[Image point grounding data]
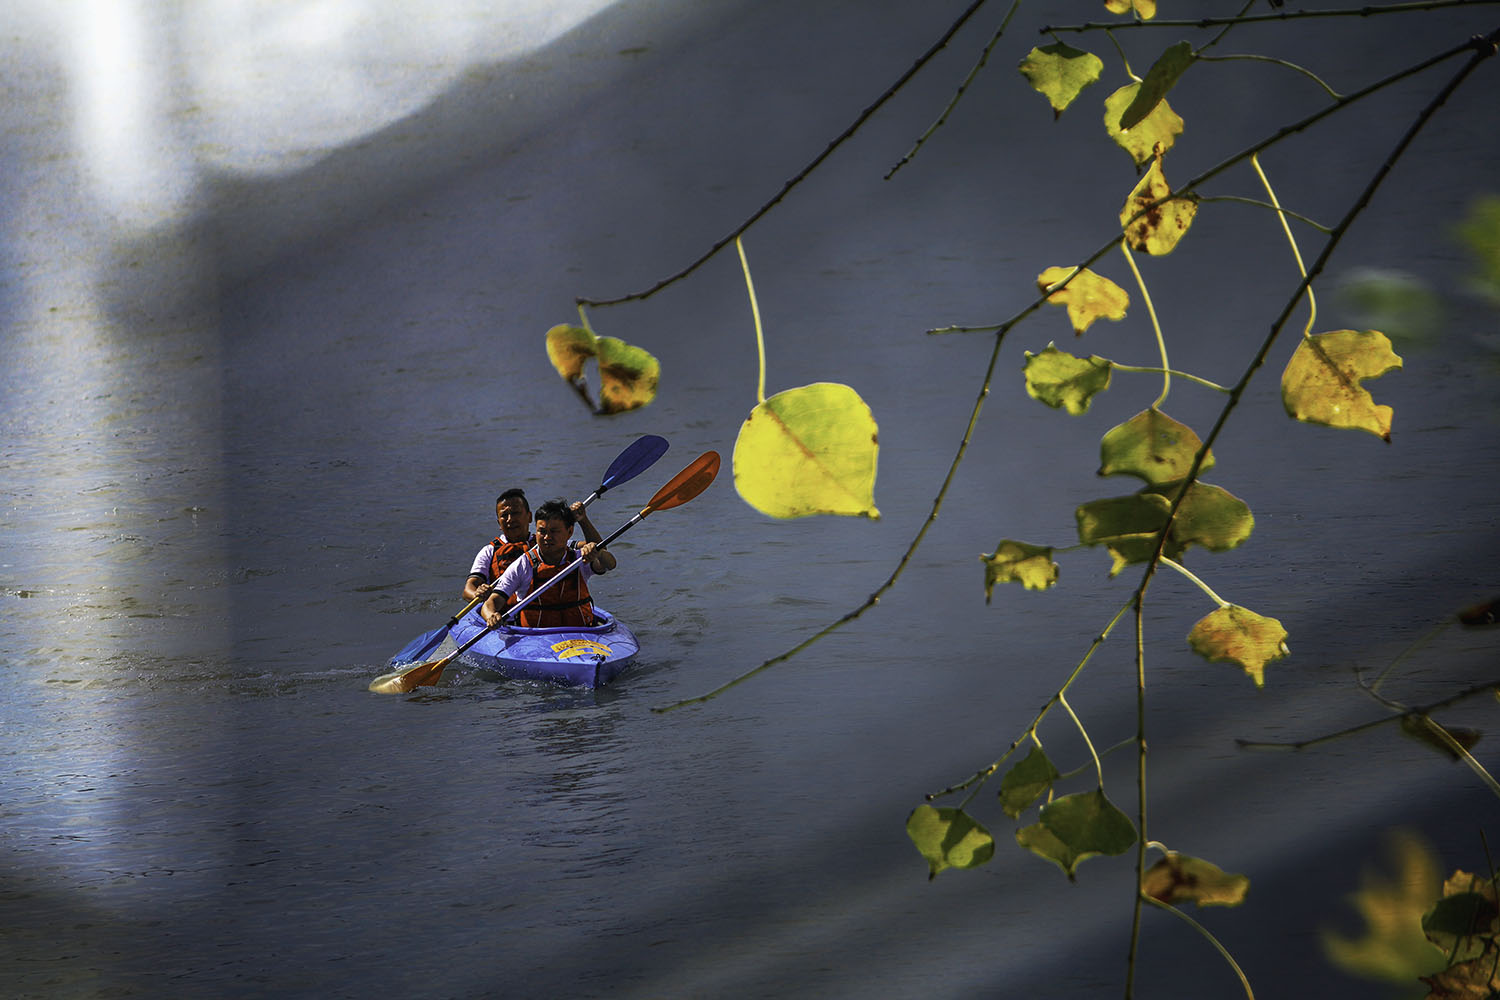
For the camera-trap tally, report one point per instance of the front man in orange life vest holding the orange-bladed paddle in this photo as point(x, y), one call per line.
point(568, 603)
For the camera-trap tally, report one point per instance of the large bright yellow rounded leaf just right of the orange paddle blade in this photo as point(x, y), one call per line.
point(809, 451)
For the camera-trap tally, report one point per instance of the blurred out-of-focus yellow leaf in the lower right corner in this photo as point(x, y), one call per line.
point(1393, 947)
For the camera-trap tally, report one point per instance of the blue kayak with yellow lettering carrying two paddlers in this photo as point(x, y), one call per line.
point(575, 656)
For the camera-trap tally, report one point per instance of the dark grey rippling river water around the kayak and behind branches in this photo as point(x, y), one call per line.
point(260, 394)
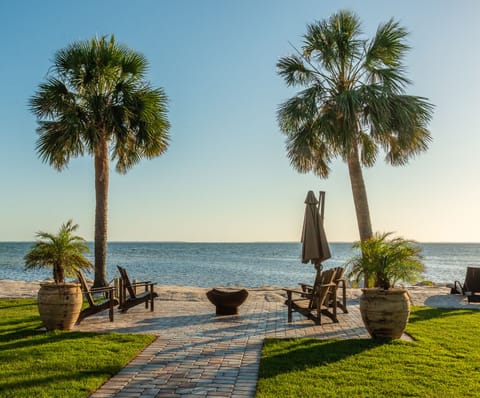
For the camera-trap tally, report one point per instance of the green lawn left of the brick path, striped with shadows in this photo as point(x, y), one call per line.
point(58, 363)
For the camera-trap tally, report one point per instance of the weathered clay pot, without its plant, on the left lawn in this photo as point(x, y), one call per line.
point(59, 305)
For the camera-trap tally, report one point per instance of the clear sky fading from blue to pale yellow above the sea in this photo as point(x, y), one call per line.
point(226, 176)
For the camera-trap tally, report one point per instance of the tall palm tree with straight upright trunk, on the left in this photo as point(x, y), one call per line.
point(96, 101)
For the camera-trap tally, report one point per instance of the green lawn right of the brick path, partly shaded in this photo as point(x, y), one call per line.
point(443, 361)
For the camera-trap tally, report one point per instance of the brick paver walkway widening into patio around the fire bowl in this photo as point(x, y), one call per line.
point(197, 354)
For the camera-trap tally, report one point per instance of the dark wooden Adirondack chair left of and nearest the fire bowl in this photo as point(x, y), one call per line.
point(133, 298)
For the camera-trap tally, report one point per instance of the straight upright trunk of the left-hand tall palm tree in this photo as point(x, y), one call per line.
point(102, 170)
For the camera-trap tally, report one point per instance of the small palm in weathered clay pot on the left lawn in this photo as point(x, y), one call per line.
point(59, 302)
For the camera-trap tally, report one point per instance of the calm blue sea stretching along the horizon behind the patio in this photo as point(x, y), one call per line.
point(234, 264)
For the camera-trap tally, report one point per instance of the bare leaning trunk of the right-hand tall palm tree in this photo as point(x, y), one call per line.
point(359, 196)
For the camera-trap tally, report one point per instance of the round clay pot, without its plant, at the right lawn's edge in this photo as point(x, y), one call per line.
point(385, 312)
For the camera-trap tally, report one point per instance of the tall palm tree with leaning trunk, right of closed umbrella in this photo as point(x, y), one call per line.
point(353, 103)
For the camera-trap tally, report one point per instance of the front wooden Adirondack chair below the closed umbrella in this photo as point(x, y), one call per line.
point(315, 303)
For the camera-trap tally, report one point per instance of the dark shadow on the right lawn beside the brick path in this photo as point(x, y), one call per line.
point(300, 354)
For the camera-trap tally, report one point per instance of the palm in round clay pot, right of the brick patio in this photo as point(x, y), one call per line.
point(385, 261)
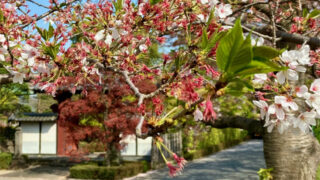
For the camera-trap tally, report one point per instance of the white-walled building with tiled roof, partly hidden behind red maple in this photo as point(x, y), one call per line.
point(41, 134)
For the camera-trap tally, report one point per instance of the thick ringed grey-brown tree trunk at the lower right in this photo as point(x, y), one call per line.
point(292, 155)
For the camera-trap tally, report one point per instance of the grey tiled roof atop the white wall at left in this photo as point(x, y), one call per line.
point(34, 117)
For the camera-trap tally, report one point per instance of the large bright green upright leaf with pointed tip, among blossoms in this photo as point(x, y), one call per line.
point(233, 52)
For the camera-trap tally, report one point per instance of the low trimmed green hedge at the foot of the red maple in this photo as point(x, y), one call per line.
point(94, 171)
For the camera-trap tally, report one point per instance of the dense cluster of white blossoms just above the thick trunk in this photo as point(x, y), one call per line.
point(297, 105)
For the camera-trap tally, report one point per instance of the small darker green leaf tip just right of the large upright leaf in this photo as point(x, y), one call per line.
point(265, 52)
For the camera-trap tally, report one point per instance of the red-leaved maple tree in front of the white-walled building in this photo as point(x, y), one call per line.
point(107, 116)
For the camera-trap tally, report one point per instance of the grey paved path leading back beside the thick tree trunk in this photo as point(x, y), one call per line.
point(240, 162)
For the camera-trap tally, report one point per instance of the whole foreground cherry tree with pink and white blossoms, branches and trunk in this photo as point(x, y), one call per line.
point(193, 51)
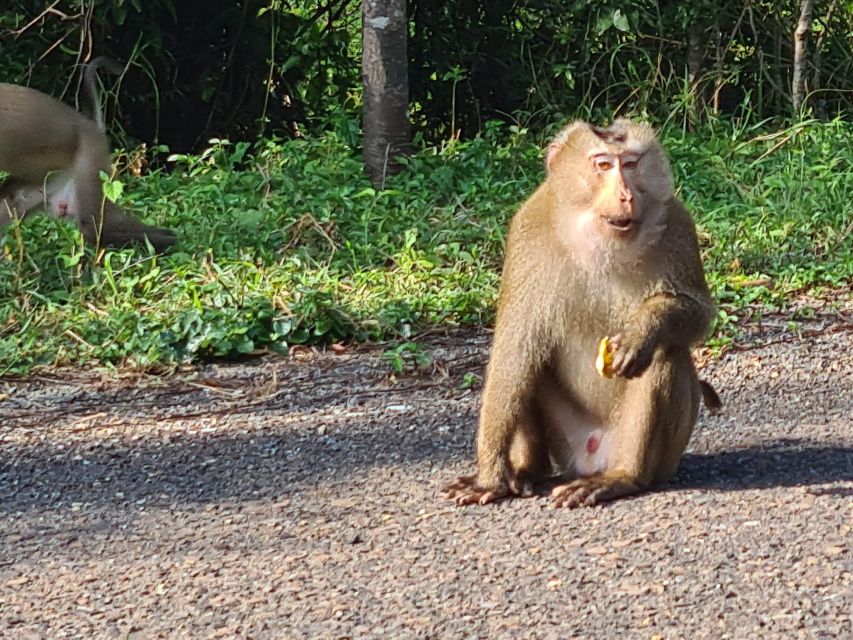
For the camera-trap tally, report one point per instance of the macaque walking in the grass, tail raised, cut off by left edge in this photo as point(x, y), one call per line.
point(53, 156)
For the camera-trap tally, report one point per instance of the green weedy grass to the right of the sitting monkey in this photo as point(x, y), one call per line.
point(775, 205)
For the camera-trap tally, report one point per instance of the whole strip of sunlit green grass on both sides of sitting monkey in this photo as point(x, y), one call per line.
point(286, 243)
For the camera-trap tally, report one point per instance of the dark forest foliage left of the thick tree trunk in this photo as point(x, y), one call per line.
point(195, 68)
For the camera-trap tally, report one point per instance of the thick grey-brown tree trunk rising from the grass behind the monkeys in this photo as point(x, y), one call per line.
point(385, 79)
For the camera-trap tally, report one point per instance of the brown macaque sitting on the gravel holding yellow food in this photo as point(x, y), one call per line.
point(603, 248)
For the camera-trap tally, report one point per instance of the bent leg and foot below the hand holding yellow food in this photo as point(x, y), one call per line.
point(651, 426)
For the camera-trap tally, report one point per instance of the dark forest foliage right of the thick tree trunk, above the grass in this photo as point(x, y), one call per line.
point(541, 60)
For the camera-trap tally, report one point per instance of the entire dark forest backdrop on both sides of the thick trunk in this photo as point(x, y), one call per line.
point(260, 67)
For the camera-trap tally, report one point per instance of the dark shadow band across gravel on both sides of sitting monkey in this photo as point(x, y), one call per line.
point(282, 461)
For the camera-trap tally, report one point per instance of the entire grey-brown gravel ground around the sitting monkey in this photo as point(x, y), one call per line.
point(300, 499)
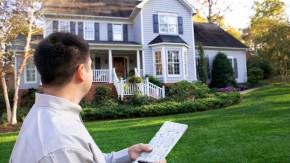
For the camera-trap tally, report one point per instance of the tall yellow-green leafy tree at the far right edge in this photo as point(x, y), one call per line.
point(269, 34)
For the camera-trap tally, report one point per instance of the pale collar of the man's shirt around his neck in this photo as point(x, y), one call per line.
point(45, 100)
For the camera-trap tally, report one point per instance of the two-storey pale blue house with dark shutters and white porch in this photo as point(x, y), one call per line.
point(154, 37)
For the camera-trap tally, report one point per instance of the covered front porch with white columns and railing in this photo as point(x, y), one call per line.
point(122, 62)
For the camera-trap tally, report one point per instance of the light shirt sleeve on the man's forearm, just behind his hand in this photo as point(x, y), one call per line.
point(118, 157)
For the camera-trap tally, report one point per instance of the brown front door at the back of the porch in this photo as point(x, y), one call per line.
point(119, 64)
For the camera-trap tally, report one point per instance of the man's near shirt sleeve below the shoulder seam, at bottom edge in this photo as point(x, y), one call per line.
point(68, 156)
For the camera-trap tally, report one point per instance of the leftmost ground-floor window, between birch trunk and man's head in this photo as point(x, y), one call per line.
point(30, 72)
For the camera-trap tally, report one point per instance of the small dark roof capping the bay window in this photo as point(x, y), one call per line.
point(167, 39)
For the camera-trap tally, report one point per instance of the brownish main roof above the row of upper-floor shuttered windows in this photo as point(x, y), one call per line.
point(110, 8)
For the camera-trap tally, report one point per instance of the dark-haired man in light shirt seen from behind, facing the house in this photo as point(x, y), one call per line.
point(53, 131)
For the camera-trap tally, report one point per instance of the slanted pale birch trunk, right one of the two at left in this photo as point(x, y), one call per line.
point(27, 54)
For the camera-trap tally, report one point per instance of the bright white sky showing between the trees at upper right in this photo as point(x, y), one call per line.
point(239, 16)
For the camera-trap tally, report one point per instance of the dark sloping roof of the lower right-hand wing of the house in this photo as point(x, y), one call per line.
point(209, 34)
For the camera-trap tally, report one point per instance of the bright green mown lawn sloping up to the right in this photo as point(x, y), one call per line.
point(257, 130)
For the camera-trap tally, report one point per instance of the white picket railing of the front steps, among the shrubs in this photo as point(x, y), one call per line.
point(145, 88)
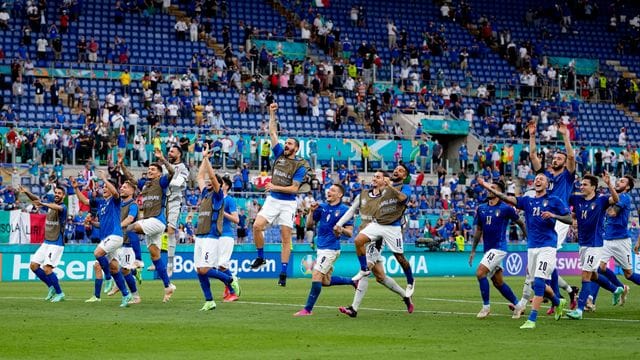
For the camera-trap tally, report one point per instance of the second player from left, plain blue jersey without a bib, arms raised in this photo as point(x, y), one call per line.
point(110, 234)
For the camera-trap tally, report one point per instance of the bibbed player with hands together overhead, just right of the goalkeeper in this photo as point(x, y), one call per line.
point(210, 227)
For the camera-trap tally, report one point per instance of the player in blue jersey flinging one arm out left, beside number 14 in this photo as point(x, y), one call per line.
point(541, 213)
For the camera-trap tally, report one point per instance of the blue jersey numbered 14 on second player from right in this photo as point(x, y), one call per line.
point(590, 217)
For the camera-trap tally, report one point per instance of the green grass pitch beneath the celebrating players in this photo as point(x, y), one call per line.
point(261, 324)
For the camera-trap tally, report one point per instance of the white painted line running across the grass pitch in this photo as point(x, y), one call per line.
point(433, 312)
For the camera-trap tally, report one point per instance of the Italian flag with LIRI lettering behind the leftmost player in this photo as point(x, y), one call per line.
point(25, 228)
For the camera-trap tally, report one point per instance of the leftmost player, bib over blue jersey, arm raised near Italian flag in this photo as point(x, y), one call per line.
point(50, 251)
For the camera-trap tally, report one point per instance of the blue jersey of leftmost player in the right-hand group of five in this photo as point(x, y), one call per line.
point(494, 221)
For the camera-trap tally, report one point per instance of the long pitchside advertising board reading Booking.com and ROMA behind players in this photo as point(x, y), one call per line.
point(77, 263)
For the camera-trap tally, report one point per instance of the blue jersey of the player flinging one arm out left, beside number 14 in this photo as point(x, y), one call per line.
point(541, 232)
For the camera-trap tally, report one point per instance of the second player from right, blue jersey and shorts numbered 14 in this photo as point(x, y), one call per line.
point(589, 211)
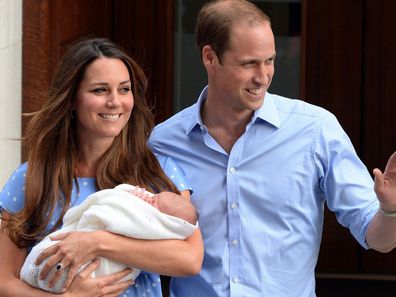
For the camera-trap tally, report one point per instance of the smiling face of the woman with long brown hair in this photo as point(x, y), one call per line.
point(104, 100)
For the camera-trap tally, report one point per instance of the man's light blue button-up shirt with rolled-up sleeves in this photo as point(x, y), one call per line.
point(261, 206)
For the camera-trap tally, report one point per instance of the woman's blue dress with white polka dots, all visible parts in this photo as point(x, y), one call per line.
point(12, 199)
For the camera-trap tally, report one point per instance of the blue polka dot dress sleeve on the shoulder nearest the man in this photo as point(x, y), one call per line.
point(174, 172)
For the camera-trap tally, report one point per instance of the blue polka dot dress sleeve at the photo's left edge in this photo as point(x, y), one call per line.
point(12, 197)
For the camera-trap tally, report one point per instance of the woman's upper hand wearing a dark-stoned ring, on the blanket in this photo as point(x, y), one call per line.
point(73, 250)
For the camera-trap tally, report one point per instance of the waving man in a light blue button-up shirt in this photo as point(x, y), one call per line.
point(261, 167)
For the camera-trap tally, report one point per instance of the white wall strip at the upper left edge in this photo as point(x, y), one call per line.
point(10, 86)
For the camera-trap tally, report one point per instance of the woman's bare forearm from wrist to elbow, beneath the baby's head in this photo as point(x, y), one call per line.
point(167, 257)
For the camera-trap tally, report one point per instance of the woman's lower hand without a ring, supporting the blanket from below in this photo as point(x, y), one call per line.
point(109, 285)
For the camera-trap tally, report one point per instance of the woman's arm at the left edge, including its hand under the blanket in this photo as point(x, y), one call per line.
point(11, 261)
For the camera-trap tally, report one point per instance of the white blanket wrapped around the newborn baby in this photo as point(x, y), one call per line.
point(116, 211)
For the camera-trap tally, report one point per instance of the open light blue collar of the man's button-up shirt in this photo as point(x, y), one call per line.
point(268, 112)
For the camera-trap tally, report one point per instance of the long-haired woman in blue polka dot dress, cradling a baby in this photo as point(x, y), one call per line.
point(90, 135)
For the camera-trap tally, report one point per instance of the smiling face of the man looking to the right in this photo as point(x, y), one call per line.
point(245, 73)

» **What to produce**
Your answer must consist only of the lines from the one with "of the long-haired" through the final line of the entries, each retyped exactly.

» **Answer space**
For the camera-trap tally, report one point per instance of the long-haired woman in blue polka dot dress, cradling a baby in this photo as point(x, y), one call per line.
point(90, 135)
For the camera-trap tally, report one point per instance of the smiling face of the man looking to the right in this photo as point(x, y), one call per line.
point(245, 73)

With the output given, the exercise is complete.